Task A — In the essay about faith and family history, whose name did the writer take to be endowed at the Provo Temple?
Task B — Please rewrite the paragraph of the essay about faith and family history that begins "Last night I took the name" in a shorter form, keeping its main facts.

Study text —
I want to believe in God, even though sometimes when I go looking in all the “right” places I can't find Him/Her. Sometimes the evidence to the contrary is so painfully vivid and clear that my distress is keen. Sometimes, I think faith looks a little foolish, even to me. But I still find myself on my knees, like today, on the bathroom floor, pleading to feel that I am not alone and that my narrative is not so broken that my sense of universal place is like so many unstable details that clutter the past.
This past week, after seven years of searching, I found my great granddad’s connection to the indigenous people of North America. We are not Chippewa. Although I still have unanswered questions about why or how a white woman could marry a misplaced Algonquian man in the late 19th century. Those missing pieces may answer why my great-great grandfather left his wife and children in the first place. But because I was able to trace his line back through his mother, an “Indian” house servant identifying as Six Nation, my Algonquin family has come sidling up to me. Some recorded on long generational sheets of Christianized Pequots, Montauks, Nyantic, Quinnipiak, and Narragansett from Connecticut; others waiting to be added into the record from “Samson Occom and the Christian Indians of New England,” and “Family History of the Brothertown Indians.” I have dates, locations, names, all carefully taken down back to 1504. A direct line leaders and sages amongst the Algonquian people, displaced from their native lands by Puritan settlers. They were pushed north, into Onieda County, NY, then west into Wisconsin and Michigan, where my great-great grandfather was born on the Saginaw Chippewa reservation to a young servant woman, Almira Adams, who was likely raped by her white employer. (I have no information for his father, but if I am 1/64, my great-great grandfather John C. H. Adams was half-blood.)
Last night I took the name of my fifth great-aunt, Grace Crosley, to be endowed at the Provo Temple. Grace is sister to my fifth great-grandmother Elizabeth Crosley, daughter of George Pharaoh Crosley and Lornhamah, members of the Pequot tribe—a name Puritans did their best to blot from history. And in standing for her, I stand for those tried to eradicate her people. They all stand together, searching for reconciliation in my dissonant heart, hoping to be cleansed of the blood and sins of this and all generations. In all my searching for God, sometimes the closest I get is those moments I stand at the veil and knock. These moments I am given completely to remembrance of lost narrative that lives in small portion in my veins. I stand transfixed, wearing white slippers like moccasins. I reach forward and recall what has come before me. I am etched into the unbroken code of time that runs forward and back, like a river, through all the indelible generations. And this is enough for me, today, to call my stream of faith.

Provided data —
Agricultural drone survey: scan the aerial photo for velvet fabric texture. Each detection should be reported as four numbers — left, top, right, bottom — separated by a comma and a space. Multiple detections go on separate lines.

Exercise result A — Grace Crosley, the writer's fifth great-aunt.

Exercise result B — The writer took the name of Grace Crosley, a fifth great-aunt, to be endowed at the Provo Temple. Grace was the sister of Elizabeth Crosley, the writer's fifth great-grandmother, and a daughter of George Pharaoh Crosley and Lornhamah, members of the Pequot tribe, a name the Puritans tried to erase from history. Standing for her, the writer also stands for those who tried to wipe out her people, and all of them seek reconciliation and cleansing. The writer feels closest to God when standing at the veil, wearing white slippers like moccasins and recalling a lost history that lives on in the writer's blood. Feeling part of an unbroken chain of generations that flows like a river, the writer finds this enough to call a stream of faith for today.